**Required action 1**: Do these statements agree with the forum thread? (a) The joke about a man walking into a bar was first posted on August 30, 2002. (b) rabid hamster understood the joke. (c) monkeygirl's signature gives the rank of 1st dan in TKD. For each, answer yes or no and quote the deciding words.
**Required action 2**: In the forum thread, what belt rank does LeaF hold in Goju Ryu Karate-do?
**Required action 3**: In the forum thread, how does monkeygirl explain why the man says "ow!" when he walks into a bar?

**Text passage**:
###

LeaF Posted August 29, 2002 Posted August 29, 2002 A man walks into a bar and says "ow!" lol I like that one, makes you think Goju Ryu Karate-do and Okinawan Kobudo, 17 Years Old 1st kyu Brown Belt in in Goju Ryu Karate-do, & Shodan in Okinawan KobudoGiven enough time, any man may master the physical. With enough knowledge, any man may become wise. It is the true warrior who can master both....and surpass the result.I AM CANADIAN
rabid hamster Posted August 30, 2002 Posted August 30, 2002 I don't get that one It is only with the heart that one can see clearly, for the most essential things are invisible to the eye.
monkeygirl Posted August 30, 2002 Posted August 30, 2002 oh geez...c'mon what happens when a man walks into a bar? Not like a bar-room... a lead pipe bar...? 1st dan & Asst. Instructor TKD 2000-2003No matter the tune...if you can rock it, rock it hard.
Bon Posted August 30, 2002 Posted August 30, 2002 ::edit:: It takes sacrifice to be the best.There are always two choices, two paths to take. One is easy. And its only reward is that it's easy.

###

**Information**:
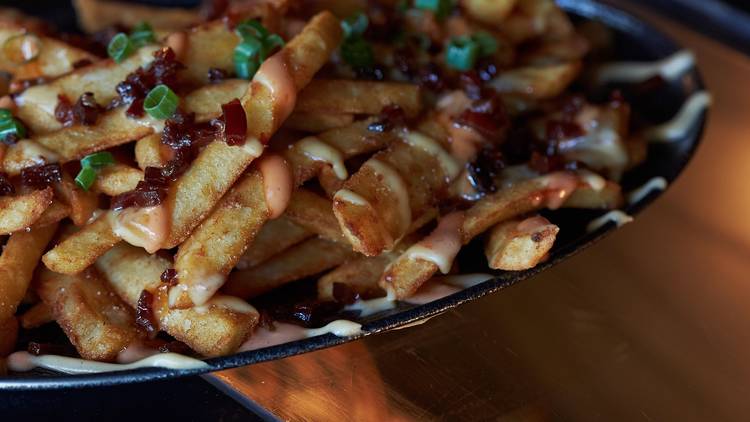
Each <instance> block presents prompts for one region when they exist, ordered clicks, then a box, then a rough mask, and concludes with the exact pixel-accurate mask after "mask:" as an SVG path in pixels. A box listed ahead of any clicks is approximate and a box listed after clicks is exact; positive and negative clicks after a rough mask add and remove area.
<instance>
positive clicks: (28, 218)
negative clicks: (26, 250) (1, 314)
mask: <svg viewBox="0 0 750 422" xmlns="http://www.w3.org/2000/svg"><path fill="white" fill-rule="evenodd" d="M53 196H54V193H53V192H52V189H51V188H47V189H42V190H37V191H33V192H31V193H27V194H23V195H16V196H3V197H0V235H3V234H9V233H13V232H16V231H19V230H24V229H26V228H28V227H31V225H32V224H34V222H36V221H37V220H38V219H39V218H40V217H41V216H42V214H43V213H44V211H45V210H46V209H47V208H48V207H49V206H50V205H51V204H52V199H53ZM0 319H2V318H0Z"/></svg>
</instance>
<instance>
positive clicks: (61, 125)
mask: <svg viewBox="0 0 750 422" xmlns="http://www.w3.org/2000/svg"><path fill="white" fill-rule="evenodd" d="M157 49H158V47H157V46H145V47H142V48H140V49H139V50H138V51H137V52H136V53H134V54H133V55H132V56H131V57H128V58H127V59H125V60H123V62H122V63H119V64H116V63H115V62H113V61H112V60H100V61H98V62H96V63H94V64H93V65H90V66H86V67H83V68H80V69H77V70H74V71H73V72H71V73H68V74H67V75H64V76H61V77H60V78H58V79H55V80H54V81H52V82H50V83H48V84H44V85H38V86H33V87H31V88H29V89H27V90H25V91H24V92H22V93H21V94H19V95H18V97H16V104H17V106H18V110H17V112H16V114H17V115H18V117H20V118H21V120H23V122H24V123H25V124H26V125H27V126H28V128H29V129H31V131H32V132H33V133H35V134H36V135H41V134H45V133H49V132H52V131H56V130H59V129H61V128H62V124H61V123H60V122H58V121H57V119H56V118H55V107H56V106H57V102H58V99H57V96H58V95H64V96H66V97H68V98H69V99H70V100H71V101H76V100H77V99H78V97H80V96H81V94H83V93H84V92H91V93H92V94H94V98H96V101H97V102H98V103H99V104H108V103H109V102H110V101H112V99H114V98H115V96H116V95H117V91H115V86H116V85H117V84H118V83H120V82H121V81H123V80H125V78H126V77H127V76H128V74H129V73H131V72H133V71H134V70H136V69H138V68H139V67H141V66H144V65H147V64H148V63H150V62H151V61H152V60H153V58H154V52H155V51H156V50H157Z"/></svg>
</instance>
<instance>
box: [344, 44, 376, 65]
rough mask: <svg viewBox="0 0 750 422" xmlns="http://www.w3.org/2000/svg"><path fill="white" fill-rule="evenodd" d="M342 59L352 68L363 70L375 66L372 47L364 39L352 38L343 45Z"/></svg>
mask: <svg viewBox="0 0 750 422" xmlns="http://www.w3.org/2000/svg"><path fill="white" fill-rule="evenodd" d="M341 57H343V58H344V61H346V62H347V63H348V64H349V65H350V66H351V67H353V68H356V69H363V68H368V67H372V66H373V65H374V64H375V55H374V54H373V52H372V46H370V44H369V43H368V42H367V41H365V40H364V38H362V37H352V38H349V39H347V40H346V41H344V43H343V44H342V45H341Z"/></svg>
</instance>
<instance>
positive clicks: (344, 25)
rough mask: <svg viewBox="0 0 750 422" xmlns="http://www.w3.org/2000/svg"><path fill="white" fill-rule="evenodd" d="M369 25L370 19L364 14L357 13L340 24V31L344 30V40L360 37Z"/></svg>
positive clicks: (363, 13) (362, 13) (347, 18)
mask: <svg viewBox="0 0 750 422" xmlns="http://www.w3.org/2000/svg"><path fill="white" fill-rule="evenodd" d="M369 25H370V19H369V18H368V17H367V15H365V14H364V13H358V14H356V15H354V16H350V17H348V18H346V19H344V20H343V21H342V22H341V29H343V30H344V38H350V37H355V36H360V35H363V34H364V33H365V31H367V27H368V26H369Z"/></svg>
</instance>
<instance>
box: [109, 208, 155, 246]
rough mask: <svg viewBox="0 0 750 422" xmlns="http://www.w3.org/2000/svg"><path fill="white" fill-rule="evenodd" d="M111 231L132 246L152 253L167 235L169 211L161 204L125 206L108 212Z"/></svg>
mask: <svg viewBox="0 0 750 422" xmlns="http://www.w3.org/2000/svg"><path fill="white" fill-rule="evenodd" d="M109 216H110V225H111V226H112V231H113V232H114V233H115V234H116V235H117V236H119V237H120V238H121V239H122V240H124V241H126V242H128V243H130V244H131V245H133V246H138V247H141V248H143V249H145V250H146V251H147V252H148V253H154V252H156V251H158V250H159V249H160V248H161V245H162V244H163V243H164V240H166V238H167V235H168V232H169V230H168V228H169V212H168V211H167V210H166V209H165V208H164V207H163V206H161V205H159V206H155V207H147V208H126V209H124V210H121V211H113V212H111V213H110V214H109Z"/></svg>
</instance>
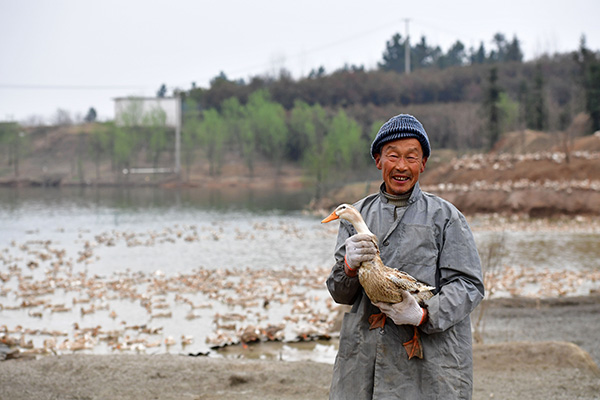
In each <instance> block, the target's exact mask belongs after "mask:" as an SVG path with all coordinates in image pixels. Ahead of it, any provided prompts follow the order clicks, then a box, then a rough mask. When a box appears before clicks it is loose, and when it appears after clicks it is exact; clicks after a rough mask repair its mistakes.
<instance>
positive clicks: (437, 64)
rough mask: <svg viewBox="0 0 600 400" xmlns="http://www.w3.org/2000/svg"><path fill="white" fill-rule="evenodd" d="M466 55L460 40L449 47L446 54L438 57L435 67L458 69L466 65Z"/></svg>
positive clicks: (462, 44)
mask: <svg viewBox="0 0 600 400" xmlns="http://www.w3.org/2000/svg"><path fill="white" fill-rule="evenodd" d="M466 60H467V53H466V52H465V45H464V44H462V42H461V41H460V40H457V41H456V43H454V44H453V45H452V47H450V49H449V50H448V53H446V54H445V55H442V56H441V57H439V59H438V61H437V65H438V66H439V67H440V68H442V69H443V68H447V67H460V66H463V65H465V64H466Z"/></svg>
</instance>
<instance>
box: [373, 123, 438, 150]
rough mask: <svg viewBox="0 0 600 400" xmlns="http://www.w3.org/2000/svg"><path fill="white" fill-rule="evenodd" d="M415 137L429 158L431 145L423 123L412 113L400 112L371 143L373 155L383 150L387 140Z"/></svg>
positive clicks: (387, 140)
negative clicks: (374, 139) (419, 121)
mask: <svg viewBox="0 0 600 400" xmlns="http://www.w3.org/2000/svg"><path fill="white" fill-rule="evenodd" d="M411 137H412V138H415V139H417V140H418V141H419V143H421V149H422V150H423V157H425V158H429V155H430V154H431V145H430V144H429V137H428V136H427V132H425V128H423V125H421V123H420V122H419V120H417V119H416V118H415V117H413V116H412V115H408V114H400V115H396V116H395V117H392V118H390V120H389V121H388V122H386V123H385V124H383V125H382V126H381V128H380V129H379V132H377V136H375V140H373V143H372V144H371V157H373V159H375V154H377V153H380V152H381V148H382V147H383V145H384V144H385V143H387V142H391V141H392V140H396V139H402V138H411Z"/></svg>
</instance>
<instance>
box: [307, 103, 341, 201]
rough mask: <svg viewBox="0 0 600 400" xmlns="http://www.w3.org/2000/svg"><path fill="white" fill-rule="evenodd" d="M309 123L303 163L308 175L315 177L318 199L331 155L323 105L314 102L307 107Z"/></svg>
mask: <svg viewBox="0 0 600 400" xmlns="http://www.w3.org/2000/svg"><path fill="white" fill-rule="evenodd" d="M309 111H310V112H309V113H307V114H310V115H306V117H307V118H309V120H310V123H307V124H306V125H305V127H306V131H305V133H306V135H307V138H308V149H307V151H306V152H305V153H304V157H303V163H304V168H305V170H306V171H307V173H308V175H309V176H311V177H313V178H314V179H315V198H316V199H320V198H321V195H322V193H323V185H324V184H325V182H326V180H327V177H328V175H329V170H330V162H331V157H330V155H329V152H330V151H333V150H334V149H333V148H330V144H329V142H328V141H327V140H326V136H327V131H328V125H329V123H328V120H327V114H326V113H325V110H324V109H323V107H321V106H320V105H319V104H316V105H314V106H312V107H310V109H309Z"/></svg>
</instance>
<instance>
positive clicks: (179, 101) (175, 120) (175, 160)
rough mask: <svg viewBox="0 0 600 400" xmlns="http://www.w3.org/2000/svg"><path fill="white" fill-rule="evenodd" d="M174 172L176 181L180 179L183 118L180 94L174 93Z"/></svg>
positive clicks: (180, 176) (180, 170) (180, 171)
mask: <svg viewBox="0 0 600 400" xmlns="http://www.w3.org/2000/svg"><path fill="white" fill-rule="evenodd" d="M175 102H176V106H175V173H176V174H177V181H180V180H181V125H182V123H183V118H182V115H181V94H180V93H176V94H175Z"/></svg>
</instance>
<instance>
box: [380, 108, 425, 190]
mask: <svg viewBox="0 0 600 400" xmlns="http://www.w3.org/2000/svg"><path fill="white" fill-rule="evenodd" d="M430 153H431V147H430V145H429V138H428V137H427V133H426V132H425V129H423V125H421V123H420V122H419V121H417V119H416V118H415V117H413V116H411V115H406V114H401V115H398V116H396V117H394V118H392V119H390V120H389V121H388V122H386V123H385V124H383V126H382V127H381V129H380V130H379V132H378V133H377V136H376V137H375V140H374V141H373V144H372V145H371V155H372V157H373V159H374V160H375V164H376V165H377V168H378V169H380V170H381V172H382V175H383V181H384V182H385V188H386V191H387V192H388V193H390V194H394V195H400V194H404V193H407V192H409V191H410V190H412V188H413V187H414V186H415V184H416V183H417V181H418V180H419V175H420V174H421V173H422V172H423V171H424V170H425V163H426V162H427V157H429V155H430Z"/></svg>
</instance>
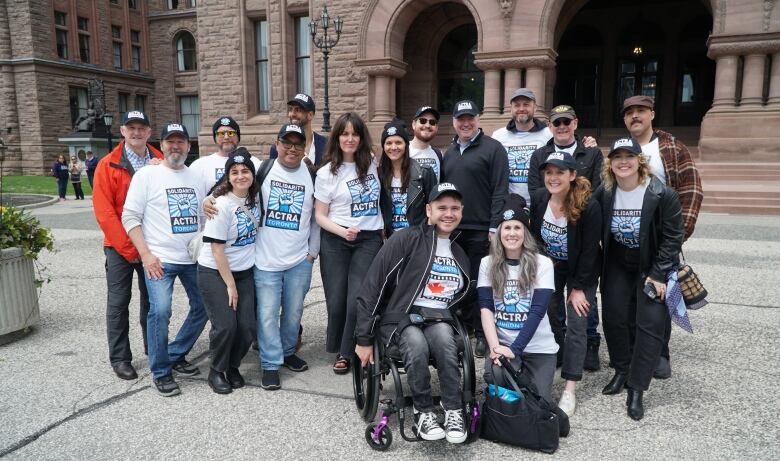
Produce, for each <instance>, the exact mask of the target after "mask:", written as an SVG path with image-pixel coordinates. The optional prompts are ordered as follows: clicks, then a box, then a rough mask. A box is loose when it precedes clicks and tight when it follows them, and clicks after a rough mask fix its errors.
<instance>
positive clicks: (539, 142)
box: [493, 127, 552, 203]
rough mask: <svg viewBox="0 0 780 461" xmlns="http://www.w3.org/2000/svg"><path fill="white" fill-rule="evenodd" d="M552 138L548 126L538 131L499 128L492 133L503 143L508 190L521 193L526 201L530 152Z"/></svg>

###

**Final answer 1**:
(a) No: "LeaF Posted August 29, 2002"
(b) No: "I don't get that one"
(c) Yes: "1st dan & Asst. Instructor TKD"

**Final answer 2**: 1st kyu Brown Belt.

**Final answer 3**: monkeygirl explains that the bar in the joke is not a bar-room. It is a lead pipe bar.